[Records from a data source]
○ ○ ○ ○
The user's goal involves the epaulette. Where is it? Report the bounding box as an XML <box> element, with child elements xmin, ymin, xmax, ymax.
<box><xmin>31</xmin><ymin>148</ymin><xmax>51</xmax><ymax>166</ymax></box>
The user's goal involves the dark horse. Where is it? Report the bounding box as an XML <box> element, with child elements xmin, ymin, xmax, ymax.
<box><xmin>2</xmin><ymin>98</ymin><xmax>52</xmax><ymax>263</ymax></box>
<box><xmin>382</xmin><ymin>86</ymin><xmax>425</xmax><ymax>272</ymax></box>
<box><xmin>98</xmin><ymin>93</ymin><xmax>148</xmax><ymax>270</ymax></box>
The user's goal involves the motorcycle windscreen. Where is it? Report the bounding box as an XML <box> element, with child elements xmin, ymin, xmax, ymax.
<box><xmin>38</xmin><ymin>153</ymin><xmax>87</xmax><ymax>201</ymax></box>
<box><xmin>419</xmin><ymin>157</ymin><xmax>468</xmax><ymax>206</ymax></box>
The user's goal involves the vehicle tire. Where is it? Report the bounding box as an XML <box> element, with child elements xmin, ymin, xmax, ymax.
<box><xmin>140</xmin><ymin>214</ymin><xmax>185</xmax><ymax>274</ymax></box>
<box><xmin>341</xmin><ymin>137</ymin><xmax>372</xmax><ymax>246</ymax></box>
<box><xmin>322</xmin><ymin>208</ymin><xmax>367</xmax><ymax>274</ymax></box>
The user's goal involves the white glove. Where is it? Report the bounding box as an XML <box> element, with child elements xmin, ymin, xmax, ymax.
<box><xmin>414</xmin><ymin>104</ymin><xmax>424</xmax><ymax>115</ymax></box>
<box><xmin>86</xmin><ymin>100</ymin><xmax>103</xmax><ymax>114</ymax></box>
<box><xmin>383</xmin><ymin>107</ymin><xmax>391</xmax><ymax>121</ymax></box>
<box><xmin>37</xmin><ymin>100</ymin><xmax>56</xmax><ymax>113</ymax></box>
○ ○ ○ ○
**Exercise directions**
Can you quote all of the material above line for line, with nothing changed?

**Solved exercise**
The user's goal involves the epaulette. Where is it? Report the bounding box as an XML <box> element, with child elements xmin, ymin, xmax, ymax.
<box><xmin>31</xmin><ymin>148</ymin><xmax>51</xmax><ymax>166</ymax></box>
The user's goal involves the dark horse. Where is it? Report the bounding box as an XML <box> element, with child elements xmin, ymin, xmax, ymax.
<box><xmin>2</xmin><ymin>98</ymin><xmax>52</xmax><ymax>263</ymax></box>
<box><xmin>382</xmin><ymin>86</ymin><xmax>425</xmax><ymax>272</ymax></box>
<box><xmin>98</xmin><ymin>93</ymin><xmax>148</xmax><ymax>270</ymax></box>
The user's goal involves the motorcycle windscreen. Where is it? Report the bounding box as an XML <box> element, with child elements xmin, ymin, xmax, ymax.
<box><xmin>38</xmin><ymin>153</ymin><xmax>87</xmax><ymax>201</ymax></box>
<box><xmin>419</xmin><ymin>157</ymin><xmax>468</xmax><ymax>206</ymax></box>
The user's goal involves the vehicle tire. Where is it? Report the bounding box as an XML <box> element, with child elements xmin, ymin, xmax, ymax.
<box><xmin>140</xmin><ymin>214</ymin><xmax>185</xmax><ymax>274</ymax></box>
<box><xmin>341</xmin><ymin>137</ymin><xmax>372</xmax><ymax>246</ymax></box>
<box><xmin>322</xmin><ymin>208</ymin><xmax>367</xmax><ymax>274</ymax></box>
The user's goal involves the white glove. Where is it? Report the bounding box as an XML <box> element, with child elements xmin, ymin, xmax, ymax.
<box><xmin>414</xmin><ymin>104</ymin><xmax>424</xmax><ymax>115</ymax></box>
<box><xmin>86</xmin><ymin>100</ymin><xmax>103</xmax><ymax>114</ymax></box>
<box><xmin>383</xmin><ymin>107</ymin><xmax>391</xmax><ymax>121</ymax></box>
<box><xmin>37</xmin><ymin>100</ymin><xmax>56</xmax><ymax>113</ymax></box>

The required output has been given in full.